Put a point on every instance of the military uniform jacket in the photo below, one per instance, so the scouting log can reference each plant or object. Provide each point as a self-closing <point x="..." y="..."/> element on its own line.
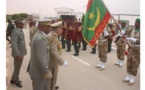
<point x="39" y="59"/>
<point x="55" y="50"/>
<point x="77" y="34"/>
<point x="69" y="32"/>
<point x="102" y="38"/>
<point x="18" y="43"/>
<point x="131" y="33"/>
<point x="32" y="32"/>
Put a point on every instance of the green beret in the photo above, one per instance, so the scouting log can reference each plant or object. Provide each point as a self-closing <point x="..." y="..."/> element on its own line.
<point x="138" y="20"/>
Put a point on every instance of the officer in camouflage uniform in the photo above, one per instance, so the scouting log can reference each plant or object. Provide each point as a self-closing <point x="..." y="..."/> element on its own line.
<point x="55" y="54"/>
<point x="77" y="37"/>
<point x="69" y="31"/>
<point x="32" y="31"/>
<point x="63" y="34"/>
<point x="9" y="30"/>
<point x="133" y="58"/>
<point x="102" y="49"/>
<point x="121" y="45"/>
<point x="18" y="51"/>
<point x="39" y="61"/>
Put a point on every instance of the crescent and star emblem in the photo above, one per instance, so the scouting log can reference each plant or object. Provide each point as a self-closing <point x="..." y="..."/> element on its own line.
<point x="97" y="20"/>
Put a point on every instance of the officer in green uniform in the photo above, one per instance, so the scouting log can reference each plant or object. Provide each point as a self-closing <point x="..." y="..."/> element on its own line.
<point x="77" y="37"/>
<point x="18" y="51"/>
<point x="9" y="30"/>
<point x="133" y="58"/>
<point x="64" y="27"/>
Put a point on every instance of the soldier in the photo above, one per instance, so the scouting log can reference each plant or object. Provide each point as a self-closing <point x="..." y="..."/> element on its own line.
<point x="121" y="45"/>
<point x="9" y="30"/>
<point x="33" y="30"/>
<point x="102" y="49"/>
<point x="39" y="61"/>
<point x="111" y="30"/>
<point x="18" y="51"/>
<point x="55" y="54"/>
<point x="84" y="45"/>
<point x="133" y="58"/>
<point x="77" y="37"/>
<point x="69" y="31"/>
<point x="63" y="34"/>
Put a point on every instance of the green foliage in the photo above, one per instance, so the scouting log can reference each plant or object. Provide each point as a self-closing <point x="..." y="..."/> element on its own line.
<point x="83" y="17"/>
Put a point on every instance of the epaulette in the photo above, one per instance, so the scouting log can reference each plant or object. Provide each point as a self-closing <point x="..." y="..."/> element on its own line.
<point x="15" y="29"/>
<point x="53" y="36"/>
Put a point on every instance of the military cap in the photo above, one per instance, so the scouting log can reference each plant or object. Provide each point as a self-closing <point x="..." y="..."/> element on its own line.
<point x="138" y="20"/>
<point x="57" y="24"/>
<point x="19" y="20"/>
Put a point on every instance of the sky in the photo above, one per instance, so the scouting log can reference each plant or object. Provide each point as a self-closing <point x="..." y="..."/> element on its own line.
<point x="46" y="7"/>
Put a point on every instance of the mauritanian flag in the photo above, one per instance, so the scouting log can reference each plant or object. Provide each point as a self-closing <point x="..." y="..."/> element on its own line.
<point x="96" y="19"/>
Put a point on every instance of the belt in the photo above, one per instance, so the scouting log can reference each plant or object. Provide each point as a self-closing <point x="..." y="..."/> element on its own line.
<point x="135" y="45"/>
<point x="103" y="40"/>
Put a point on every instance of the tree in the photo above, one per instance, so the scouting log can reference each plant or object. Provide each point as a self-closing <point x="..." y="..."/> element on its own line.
<point x="23" y="15"/>
<point x="15" y="16"/>
<point x="83" y="17"/>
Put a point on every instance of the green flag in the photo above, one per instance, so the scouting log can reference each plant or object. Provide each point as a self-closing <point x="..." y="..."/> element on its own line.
<point x="96" y="19"/>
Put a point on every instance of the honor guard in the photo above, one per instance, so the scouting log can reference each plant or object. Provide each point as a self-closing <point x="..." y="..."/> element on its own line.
<point x="64" y="27"/>
<point x="39" y="69"/>
<point x="77" y="38"/>
<point x="121" y="45"/>
<point x="68" y="33"/>
<point x="55" y="54"/>
<point x="102" y="49"/>
<point x="18" y="51"/>
<point x="133" y="58"/>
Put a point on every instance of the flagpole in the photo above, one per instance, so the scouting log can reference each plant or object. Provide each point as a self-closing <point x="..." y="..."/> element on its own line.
<point x="117" y="25"/>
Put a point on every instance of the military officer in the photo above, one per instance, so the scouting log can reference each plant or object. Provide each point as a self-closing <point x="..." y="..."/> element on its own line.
<point x="102" y="49"/>
<point x="18" y="51"/>
<point x="69" y="32"/>
<point x="39" y="60"/>
<point x="55" y="54"/>
<point x="9" y="30"/>
<point x="77" y="37"/>
<point x="133" y="58"/>
<point x="94" y="49"/>
<point x="121" y="45"/>
<point x="84" y="44"/>
<point x="33" y="30"/>
<point x="63" y="34"/>
<point x="111" y="30"/>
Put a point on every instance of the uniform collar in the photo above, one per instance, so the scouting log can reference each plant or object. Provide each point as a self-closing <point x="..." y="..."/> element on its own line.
<point x="54" y="33"/>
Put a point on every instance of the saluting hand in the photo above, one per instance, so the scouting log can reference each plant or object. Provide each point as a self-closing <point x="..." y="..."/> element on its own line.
<point x="65" y="63"/>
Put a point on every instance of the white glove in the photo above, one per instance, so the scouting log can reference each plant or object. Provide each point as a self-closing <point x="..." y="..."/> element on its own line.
<point x="65" y="63"/>
<point x="36" y="24"/>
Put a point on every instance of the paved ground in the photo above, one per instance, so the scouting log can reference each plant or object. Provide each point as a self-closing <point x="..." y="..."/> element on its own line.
<point x="81" y="73"/>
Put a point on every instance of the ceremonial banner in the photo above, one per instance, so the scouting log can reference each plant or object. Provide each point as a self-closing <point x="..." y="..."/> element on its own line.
<point x="96" y="19"/>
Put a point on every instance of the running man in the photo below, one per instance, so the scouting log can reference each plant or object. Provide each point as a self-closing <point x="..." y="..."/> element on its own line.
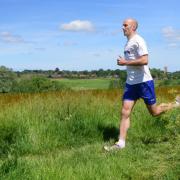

---------------

### Written problem
Identify each line in the items above that contains the word "ceremonial", and copy every one of those lines.

### Solution below
Put a point on every instance of the ceremonial banner in the photo above, one per instance, so the scouting log can reference each plant or object. Provide each point as a self-closing <point x="..." y="..."/> element on its own line.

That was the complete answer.